---- Documento
Sempre que alguém me pergunta “Por que fazer o Caminho de Santiago” eu fico como aquele emoji que revira os olhinhos no whatsapp, mas no momento seguinte eu fico eufórica querendo contar como foi a experiência na tentativa de fazer a pessoa entender meus motivos e entender, de uma vez por todas, que não existe um único motivo ditado por uma única pessoa.

Cada um faz o caminho por um motivo diferente, cada um faz porque acredita em algo diferente, porque quer algo diferente. Uns fazem porque gostam de esporte, outros porque gostam de aventuras, outros porque é uma viagem barata, outros porque querem se conhecer e testar seus limites, enfim, são inúmeros os motivos que levam as pessoas ao caminho.
--------
• **Tarefas do exercício**
a: Resuma em duas frases o texto sobre o Caminho de Santiago.
b: Dê a continuação do texto sobre o Caminho de Santiago a partir do ponto em que ele termina.
As linhas que vêm a seguir não são necessárias.
---- Informações exibidas
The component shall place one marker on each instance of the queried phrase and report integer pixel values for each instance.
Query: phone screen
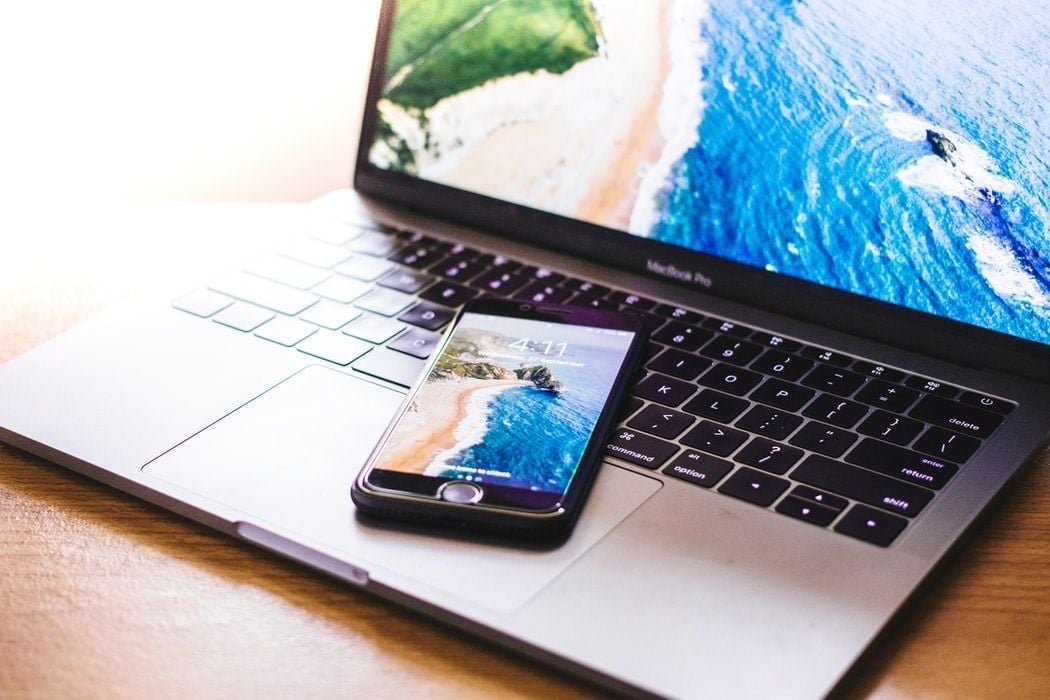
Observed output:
--------
• **Respostas**
a: Quando lhe perguntam por que fazer o Caminho de Santiago, quem escreve primeiro revira os olhos e logo fica eufórica para contar a experiência e mostrar que não existe um único motivo. Cada pessoa faz o caminho por uma razão diferente, como gostar de esporte ou de aventuras, ser uma viagem barata ou querer se conhecer e testar os próprios limites.

b:
Quando estávamos em Logroño, a Etapa 4 do nosso caminho, eu descobri porque eu estava fazendo aquilo e descobri da forma mais simples possível, quando Juan Ramon se aproximou e me disse que estava ali pela décima quinta vez, para escrever um diário para o seu melhor amigo, que já não estava entre nós.

Compartilho com vocês, um dos textinhos que escrevi sobre o caminho no bloco de notas, escrito em 1 de abril de 2017, em Logroño, 20 minutos após conhecer Juan Ramon, uma das pessoas que marcou o meu caminho.

Logroño, Etapa 4, 01/04/2017

“Hoje é a primeira vez que sinto vontade de escrever sobre o caminho, talvez porque ao longo desses 4 dias eu estivesse me concentrando em me adaptar física e mentalmente ao caminho, a me manter firme. Talvez porque eu ainda não tivesse passado por um dia tão difícil como hoje. Vinte e oito kilômetros de uma só vez, a maior distância que já percorri caminhando em um único dia. Frio, chuva, sol, fome, sede, dores, muitas dores.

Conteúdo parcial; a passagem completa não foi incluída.